▶ [YOUR TASK]
Answer these questions using the text on interview questions:
1. For which positions might an interviewer be unable to say what a typical shift is like?
2. What management approach leaves you to your own devices without much feedback or direction?
3. What does a company usually ask you to sign if you opt for a tuition waiver?

-- READING TEXT follows --

What do you like about working here?
It’s highly unlikely that the interviewer will answer negatively, but you can get a lot of information based on their body language, how quickly they respond, and if the answer seems generic or dismissive. If they don’t seem enthusiastic about the job or the company, it might be a red flag that something isn’t right.
Of course, their answers might also surprise you. What they say might even give you another reason to want the job or lead naturally into asking more questions about the unit or the company.
How would you describe your management style?
There are a lot of management styles and some people work better under a particular type compared to others. Perhaps you do poorly under a hands-off management approach which is where you’re left to your own devices without much feedback or direction. Maybe it sounds like the supervisor might micromanage your every task.
In either case, you know what style works best for you, and getting an idea beforehand is a great opportunity. Your interviewer’s style might encourage you to accept the job or you might want to consider applying for another job altogether.
About the Job
One of the more common types of questions is about the job itself. If you get it, you’ll be the one working every shift you’re scheduled. Make sure the job is one you’ll be happy with.
What would a typical shift be like?
Your interviewer should know this. Most of the jobs in the medical field will be able to tell you what to expect in an everyday shift. The only exceptions are for newly created positions. If the interviewer can’t tell you what to expect, then it’s either a red flag that you might be walking into a mess, or it’s an opportunity for a challenging experience.
What are the next steps after this?
One of the most important questions to ask at this stage is what happens next. Will there be another round of interviews? Are they expecting to have a final decision in a week? Know what to expect and make a note of it, so you can decide when to follow up and when to move on.
What are your on-call/overtime/weekend rotation policies?
This will vary greatly depending on what type of floor or facility you’re applying to. Clinics that are only open during daytime hours might not have on-call staff. Some companies have a hard policy on no overtime unless you’ve got written approval from a supervisor. Other companies may require you to work one weekend a month.
Normally, these details are written out in the job description, or they’re mentioned during the interview itself. If they aren’t and it’s unclear, ask now, so you have your expectations straight.
Another common question is about job benefits. There are many benefits that can make up for what might seem like a lower pay rate. Several companies leverage this fact. If they’re truly interested in hiring the best of the best, they’ll be proud to talk about what the company offers its employees.
Are there any opportunities for further education or training?
Many companies nowadays want to hire from within for higher positions, if possible. You might even hear some people describe a company as difficult to get hired into because they only try to hire from their own workforce.
Sometimes, those higher-level positions require more education or certifications. If you’re applying for a position that you hope will be an entry-level position just to get your foot in the door, and your goal is to work your way up through the company to get the job you really want, then know whether or not the company is willing to help you get there.
It’s common nowadays for established companies to offer benefits like yearly tuition reimbursement, or they might offer classes to get you trained in CPR, phlebotomy, or other specific skills. Usually, if you opt for a tuition waiver, the company will ask you to sign a contract to make sure you’ll keep working with them for a set number of years. You don’t have to know all the details now, but be aware the option is there can be a great selling point.

-- READING TEXT concluded --
-- RECORDS follows --

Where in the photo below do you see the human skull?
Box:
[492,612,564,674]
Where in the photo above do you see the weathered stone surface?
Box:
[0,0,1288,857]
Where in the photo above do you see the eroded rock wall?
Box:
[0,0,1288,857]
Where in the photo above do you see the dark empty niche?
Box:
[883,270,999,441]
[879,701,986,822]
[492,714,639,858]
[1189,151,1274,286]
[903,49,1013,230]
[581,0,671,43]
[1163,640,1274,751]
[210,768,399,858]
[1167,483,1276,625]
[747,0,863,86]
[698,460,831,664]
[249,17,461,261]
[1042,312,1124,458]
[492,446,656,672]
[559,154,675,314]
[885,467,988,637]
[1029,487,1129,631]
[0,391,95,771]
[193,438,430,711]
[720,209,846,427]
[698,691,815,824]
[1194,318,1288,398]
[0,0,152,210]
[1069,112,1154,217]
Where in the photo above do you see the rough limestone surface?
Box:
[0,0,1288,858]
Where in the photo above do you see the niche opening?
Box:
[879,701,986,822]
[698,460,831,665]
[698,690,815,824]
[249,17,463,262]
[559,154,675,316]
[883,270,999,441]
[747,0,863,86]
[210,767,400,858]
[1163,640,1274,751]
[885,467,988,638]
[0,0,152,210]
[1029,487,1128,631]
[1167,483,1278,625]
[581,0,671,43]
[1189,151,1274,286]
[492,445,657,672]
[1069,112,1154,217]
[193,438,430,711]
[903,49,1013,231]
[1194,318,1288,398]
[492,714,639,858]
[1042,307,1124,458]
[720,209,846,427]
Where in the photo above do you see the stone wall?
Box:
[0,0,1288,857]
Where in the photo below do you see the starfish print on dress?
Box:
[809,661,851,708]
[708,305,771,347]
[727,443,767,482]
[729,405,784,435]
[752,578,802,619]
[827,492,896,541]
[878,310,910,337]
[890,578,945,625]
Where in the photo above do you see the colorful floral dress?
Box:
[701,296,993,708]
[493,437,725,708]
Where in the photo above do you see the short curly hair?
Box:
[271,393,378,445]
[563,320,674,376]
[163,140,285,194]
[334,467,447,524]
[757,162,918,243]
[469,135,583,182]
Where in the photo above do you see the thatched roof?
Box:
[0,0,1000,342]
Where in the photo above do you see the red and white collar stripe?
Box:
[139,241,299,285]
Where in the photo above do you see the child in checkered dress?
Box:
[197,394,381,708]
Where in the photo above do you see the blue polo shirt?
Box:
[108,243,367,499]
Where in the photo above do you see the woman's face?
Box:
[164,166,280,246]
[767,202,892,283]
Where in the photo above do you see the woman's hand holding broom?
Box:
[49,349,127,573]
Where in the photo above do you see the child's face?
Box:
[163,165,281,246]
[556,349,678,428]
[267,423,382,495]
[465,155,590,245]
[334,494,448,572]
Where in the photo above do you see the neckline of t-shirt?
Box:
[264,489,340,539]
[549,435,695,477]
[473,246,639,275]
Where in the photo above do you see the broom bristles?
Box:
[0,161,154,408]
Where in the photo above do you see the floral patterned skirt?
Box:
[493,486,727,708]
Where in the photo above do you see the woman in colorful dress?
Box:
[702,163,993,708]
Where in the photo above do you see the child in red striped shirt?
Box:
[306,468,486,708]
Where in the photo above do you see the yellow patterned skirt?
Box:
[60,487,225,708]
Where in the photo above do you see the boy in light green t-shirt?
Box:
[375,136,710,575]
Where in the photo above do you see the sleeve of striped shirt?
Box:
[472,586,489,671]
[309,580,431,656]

-- RECORDS concluded --

▶ [WRITTEN ANSWER]
1. Newly created positions.
2. A hands-off management approach.
3. A contract to make sure you keep working with them for a set number of years.